• **EXERCISE PROMPT**: The response must restate the data exactly, with nothing left out.

Recorded data:

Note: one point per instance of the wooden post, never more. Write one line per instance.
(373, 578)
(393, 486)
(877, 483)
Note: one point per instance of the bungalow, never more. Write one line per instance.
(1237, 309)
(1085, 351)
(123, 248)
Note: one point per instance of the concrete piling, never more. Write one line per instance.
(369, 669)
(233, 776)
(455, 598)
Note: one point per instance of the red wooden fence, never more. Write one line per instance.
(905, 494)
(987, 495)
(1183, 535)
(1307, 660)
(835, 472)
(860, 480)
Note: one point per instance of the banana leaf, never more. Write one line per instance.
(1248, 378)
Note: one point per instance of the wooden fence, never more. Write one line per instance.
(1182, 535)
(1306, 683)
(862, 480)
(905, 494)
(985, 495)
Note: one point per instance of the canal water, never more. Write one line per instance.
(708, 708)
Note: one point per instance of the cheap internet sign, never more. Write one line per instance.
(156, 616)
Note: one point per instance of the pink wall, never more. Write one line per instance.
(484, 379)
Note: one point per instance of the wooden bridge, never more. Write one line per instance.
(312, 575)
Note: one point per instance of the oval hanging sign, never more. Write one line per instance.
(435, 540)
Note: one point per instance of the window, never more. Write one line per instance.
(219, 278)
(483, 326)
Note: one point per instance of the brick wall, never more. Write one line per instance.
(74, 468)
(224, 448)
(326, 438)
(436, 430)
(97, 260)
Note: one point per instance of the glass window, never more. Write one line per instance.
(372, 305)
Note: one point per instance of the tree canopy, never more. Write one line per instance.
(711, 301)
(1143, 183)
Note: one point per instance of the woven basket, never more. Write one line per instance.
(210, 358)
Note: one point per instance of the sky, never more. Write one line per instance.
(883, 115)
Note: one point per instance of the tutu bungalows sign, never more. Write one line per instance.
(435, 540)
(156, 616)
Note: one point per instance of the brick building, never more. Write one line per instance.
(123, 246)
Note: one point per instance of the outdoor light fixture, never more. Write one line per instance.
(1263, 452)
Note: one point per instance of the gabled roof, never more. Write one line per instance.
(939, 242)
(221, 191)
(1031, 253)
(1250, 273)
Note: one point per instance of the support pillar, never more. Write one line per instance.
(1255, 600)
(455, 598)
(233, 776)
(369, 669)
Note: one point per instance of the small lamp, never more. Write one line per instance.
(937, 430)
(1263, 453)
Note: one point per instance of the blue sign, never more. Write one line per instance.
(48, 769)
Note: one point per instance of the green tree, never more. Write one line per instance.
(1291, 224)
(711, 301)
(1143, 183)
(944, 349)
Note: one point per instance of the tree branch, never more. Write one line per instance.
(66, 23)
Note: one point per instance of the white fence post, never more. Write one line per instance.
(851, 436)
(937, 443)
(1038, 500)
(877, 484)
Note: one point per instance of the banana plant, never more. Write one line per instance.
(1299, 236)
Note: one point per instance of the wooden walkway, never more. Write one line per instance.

• **RESPONSE BELOW**:
Note: one point per instance of the wooden post, never more. Write one line per instance.
(373, 578)
(393, 486)
(877, 483)
Note: one point per instance of the bungalow, never more. Write one line per instance.
(1237, 309)
(1085, 351)
(123, 248)
Note: one point per instance of the concrete piling, never more. Write one line per instance.
(369, 669)
(233, 776)
(455, 598)
Note: one point per instance of the red wooden fence, never more. Write one line per instance.
(905, 494)
(987, 495)
(1183, 535)
(1307, 660)
(835, 472)
(860, 480)
Note: one point per instance of the banana leaf, never more. Write one line per instance.
(1248, 378)
Note: one point per instance of the wooden fence, never more. Write one line per instance.
(1182, 535)
(1306, 683)
(862, 480)
(905, 494)
(985, 495)
Note: one point per instance of the canal water, never more. Write one line per instance.
(708, 708)
Note: one point per instance of the cheap internet sign, never more. Write one line per instance.
(156, 616)
Note: one point per instance of the pink wall, never more. Write one line per instance.
(484, 379)
Note: one point per instance of the wooden bridge, never more. Write one line per instance.
(312, 575)
Note: one point per instance of the oval hanging sign, never more. Write one line per instance.
(435, 540)
Note: one point per instance of the window, never more. Write one line per instance.
(219, 278)
(483, 326)
Note: one point per instance of the brick wall, never more. Write one line per instance.
(74, 468)
(224, 448)
(326, 438)
(436, 430)
(97, 260)
Note: one point per instance of the glass window, never more. Write one line per instance.
(372, 305)
Note: one point per instance of the tree canopy, never more. Write one line per instance.
(711, 301)
(1143, 183)
Note: one point per instance of the woven basket, never more. Write one line per instance.
(210, 358)
Note: one point per instance of the sky, never more. Write one line per instance.
(883, 115)
Note: one point per instance of the tutu bungalows sign, never more. Write one line per instance.
(435, 540)
(156, 616)
Note: one point per instance of the brick building, never more. Write one line per instance.
(123, 246)
Note: one point per instance of the outdoor light fixture, never more. Write one line per instance.
(1263, 452)
Note: one point per instance of the gabled roof, never more. Write one line per instance.
(939, 242)
(221, 191)
(1031, 253)
(1250, 273)
Note: one point per instance of the support pillar, never more. Write one line per instance.
(1255, 600)
(455, 598)
(233, 776)
(369, 669)
Note: one point per instance of the small lamp, never more. Write one line per instance.
(937, 430)
(1263, 453)
Note: one point per instance of the blue sign, never more. Write one line per instance.
(48, 769)
Note: one point per instance of the green tree, never more. Write one line per instance.
(1291, 224)
(711, 301)
(1143, 183)
(944, 349)
Note: one point per instance of the tree branch, never more. Write one line per instance.
(66, 23)
Note: one point per instance of the white fence post, never more. Write one line per instance.
(851, 436)
(937, 443)
(1038, 500)
(877, 484)
Note: one point per instance of the banana plant, never more. Write one line per instance.
(1299, 236)
Note: one point per instance of the wooden walkway, never more. Write one line per instance.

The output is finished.